§ Supplied entries
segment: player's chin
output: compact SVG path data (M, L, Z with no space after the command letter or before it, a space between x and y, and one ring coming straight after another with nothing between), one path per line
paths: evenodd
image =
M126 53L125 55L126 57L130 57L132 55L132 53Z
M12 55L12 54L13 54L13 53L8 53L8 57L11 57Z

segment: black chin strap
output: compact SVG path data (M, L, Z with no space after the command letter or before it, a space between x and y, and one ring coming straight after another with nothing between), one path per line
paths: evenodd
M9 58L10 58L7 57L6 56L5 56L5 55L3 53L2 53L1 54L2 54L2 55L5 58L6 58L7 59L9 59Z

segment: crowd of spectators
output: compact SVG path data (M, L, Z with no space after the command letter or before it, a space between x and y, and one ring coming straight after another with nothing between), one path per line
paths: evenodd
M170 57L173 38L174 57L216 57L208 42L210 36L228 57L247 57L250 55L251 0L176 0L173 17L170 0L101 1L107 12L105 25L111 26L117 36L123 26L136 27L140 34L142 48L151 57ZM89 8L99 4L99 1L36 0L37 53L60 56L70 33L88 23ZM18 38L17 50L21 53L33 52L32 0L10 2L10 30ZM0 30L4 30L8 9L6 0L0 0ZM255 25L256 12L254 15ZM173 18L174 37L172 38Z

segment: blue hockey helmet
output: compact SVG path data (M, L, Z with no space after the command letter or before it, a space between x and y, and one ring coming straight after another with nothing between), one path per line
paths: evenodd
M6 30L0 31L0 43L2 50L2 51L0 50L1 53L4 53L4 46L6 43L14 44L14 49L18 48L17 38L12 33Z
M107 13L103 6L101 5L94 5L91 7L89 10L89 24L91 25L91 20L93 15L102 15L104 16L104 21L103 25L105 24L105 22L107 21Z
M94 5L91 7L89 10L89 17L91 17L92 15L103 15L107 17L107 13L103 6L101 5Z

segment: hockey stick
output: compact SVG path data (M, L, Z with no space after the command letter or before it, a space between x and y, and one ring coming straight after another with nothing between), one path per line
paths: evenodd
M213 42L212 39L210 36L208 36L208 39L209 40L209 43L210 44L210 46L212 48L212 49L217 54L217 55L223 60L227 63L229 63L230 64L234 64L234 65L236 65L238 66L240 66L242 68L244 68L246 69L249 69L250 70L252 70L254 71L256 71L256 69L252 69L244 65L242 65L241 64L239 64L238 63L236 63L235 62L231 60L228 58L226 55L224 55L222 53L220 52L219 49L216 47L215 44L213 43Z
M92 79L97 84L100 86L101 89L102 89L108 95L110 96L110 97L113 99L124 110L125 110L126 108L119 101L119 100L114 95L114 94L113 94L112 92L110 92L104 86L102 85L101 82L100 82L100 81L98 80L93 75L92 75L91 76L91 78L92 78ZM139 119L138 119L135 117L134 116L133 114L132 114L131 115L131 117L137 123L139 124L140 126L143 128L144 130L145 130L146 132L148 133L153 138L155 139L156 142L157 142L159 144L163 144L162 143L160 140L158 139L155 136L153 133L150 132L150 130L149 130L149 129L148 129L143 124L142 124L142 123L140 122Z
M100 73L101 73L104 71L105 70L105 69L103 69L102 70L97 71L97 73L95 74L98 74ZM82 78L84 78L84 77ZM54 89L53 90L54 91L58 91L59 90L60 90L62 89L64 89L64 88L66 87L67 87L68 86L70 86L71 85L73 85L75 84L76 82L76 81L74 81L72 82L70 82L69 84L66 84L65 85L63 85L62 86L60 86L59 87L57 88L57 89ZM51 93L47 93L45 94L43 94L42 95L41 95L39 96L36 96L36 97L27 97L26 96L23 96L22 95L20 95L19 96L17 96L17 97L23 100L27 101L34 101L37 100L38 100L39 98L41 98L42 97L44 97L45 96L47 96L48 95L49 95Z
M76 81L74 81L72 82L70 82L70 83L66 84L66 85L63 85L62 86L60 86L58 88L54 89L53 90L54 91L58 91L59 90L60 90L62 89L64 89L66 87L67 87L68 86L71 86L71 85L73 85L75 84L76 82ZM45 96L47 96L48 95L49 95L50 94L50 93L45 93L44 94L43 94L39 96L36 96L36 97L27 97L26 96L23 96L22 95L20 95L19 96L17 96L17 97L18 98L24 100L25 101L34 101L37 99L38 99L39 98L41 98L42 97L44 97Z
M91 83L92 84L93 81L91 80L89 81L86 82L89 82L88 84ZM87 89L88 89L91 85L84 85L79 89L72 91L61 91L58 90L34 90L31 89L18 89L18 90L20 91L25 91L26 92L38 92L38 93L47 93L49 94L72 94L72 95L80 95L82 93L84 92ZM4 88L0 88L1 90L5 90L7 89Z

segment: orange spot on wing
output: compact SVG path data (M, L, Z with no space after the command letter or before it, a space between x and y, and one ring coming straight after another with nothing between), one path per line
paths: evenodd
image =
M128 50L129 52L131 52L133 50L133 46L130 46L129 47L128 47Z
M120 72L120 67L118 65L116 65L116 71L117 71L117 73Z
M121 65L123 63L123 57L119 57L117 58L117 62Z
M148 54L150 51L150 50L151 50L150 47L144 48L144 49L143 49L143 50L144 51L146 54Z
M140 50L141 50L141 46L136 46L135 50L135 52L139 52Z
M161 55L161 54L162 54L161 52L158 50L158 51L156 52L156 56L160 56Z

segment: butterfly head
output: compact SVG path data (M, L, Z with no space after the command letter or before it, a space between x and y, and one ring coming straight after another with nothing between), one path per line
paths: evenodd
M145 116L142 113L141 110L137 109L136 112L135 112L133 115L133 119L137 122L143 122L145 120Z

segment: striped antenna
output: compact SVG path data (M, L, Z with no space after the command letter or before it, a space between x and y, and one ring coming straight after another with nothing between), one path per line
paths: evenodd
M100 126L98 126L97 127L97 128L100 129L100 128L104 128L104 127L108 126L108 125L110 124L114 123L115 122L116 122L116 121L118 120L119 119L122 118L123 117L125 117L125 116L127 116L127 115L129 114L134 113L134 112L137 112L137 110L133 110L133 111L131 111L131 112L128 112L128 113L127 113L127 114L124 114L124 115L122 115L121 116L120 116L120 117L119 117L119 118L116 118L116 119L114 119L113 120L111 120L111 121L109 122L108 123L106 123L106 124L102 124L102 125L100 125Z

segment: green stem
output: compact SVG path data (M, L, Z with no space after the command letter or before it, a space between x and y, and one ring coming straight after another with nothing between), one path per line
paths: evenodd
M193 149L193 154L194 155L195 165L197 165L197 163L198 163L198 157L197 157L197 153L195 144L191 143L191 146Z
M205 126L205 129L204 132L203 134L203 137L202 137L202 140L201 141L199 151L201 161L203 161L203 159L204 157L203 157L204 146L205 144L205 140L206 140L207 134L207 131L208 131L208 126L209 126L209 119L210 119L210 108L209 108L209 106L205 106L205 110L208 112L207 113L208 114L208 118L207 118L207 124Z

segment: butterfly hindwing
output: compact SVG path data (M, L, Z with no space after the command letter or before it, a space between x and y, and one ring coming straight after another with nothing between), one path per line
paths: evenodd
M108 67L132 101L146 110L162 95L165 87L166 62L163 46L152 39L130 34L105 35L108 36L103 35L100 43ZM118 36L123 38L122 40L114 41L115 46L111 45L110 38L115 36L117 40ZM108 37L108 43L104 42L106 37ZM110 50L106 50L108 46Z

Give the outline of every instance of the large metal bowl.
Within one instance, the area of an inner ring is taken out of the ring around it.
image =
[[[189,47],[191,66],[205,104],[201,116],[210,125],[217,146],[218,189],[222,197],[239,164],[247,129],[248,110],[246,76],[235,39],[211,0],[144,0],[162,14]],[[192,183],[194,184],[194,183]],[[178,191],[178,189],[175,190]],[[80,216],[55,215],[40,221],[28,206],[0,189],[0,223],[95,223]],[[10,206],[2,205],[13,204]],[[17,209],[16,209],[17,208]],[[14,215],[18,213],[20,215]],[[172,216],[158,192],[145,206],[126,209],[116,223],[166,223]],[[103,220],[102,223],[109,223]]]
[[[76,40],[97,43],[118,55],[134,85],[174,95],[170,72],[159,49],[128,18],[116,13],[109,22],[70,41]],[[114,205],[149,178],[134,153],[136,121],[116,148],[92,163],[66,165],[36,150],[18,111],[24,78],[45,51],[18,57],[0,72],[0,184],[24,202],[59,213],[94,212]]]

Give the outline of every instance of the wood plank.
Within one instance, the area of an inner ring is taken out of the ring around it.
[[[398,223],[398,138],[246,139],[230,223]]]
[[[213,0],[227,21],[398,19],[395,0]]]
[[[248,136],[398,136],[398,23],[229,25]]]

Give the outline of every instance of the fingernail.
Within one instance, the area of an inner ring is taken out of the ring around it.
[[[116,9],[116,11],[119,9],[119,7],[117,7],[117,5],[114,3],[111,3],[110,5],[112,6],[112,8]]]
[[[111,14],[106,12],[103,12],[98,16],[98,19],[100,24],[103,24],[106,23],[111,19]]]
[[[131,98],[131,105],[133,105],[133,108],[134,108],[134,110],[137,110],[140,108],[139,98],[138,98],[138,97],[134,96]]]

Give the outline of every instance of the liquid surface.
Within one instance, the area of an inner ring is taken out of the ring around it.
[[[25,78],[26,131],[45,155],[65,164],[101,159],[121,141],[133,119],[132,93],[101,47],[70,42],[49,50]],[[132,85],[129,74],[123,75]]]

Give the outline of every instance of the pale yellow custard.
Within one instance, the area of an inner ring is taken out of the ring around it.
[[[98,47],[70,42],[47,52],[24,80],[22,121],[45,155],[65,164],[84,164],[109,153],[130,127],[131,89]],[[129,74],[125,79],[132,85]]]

§ Prompt
Please write out the entries again from the start through the line containing "M12 55L12 54L13 54L13 53L8 53L8 57L11 57Z", replacing "chin" with "jaw" and leaving everything else unchanged.

§ Solution for this task
segment: player's jaw
output: compact SVG path data (M, L, Z with no space after the command letter or before it, a space between x and y, and one ring coming straight after another with nothing between), one path per line
paths: evenodd
image =
M126 53L125 55L126 57L130 57L132 55L132 53Z
M12 55L12 54L13 54L13 53L8 53L8 57L11 57Z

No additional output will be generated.